======== Dataset excerpts

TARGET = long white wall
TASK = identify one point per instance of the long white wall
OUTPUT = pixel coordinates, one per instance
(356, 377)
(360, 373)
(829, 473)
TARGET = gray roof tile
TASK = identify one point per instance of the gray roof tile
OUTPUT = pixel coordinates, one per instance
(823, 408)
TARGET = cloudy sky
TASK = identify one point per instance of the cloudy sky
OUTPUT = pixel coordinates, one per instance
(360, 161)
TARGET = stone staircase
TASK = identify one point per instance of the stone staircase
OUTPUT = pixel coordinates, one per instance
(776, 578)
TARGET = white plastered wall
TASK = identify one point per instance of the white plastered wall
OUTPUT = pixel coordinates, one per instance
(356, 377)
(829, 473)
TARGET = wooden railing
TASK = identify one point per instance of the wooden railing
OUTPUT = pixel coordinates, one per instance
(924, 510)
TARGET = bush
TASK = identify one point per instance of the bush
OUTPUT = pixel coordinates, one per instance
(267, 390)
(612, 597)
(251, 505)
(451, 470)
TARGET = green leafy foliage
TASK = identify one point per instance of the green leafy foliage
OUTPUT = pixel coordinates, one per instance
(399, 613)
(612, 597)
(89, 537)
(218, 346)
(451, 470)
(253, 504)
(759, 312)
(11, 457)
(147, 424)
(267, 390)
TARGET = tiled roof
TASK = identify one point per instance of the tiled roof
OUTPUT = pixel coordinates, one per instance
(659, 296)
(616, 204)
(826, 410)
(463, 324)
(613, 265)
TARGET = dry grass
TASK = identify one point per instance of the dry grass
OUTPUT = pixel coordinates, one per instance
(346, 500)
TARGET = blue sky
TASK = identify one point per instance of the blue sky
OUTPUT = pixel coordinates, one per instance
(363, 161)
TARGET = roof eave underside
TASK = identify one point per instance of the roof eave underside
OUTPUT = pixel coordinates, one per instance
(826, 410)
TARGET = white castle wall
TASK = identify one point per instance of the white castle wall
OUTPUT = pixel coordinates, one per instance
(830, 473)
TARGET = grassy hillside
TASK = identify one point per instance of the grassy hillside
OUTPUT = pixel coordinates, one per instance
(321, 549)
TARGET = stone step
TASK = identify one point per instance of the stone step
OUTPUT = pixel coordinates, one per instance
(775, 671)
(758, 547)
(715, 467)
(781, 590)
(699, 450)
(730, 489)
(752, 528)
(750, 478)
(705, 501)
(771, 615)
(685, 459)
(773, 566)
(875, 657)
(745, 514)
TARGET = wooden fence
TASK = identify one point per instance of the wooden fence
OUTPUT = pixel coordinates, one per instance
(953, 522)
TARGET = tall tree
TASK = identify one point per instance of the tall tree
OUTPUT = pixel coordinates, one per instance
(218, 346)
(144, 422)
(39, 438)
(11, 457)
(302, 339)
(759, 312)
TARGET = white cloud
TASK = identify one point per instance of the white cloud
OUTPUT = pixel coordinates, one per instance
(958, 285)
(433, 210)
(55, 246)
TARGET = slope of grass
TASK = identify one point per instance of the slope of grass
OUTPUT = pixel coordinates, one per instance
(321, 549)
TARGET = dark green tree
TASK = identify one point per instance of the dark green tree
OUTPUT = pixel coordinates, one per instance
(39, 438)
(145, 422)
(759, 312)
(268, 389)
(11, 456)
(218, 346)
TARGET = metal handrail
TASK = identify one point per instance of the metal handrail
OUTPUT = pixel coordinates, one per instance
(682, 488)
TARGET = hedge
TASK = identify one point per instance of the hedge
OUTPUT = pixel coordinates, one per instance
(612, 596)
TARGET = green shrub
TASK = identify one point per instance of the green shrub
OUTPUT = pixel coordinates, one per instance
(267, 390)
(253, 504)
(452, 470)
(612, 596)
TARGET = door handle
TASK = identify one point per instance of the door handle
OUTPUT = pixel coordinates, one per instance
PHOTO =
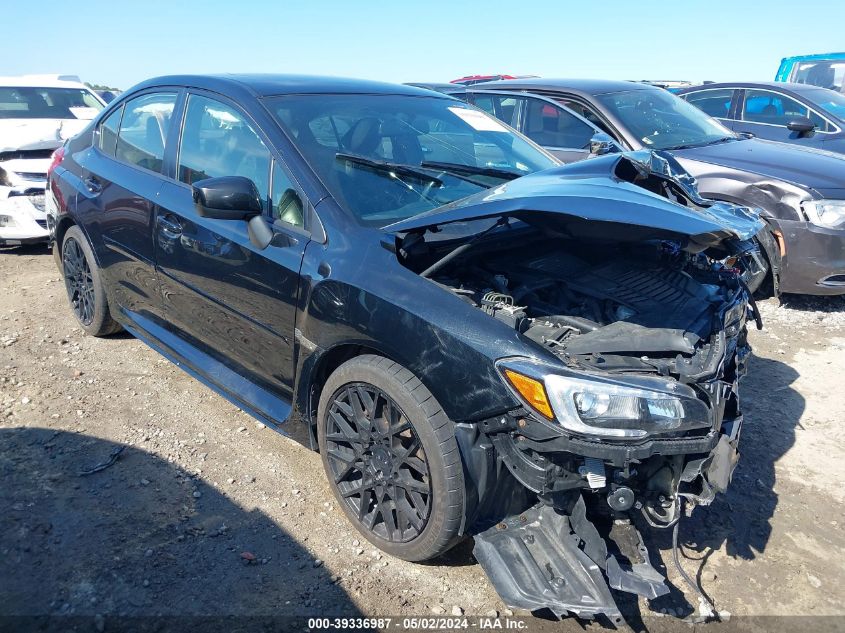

================
======== Dataset excerpts

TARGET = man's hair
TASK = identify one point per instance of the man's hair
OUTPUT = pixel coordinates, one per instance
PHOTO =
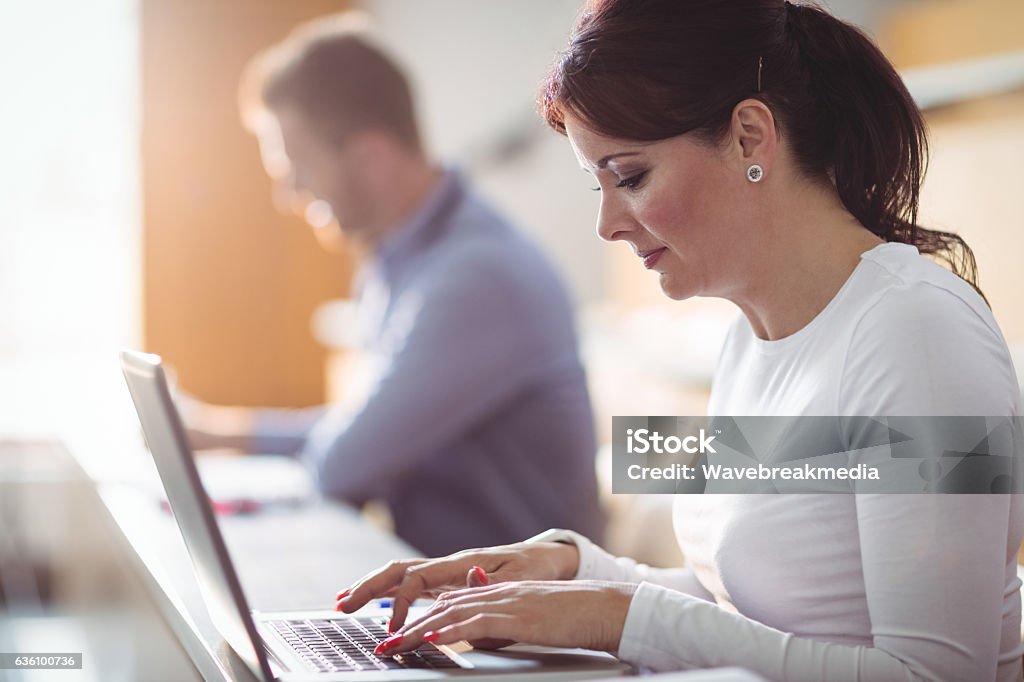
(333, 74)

================
======== Dataset excerpts

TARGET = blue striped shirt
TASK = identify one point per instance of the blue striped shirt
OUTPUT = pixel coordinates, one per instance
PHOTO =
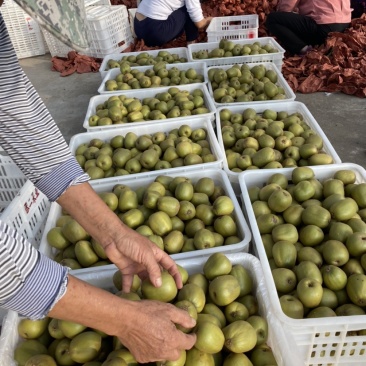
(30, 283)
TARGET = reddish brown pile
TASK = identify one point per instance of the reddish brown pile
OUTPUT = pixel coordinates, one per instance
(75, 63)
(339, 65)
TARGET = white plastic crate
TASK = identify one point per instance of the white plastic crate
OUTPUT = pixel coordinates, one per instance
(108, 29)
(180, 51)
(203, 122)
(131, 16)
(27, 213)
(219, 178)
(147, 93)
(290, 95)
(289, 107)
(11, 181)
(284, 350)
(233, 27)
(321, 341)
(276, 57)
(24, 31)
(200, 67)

================

Search the entries above for "handrail". Show every line that has it.

TARGET = metal handrail
TASK = identify one point per instance of the metal handrail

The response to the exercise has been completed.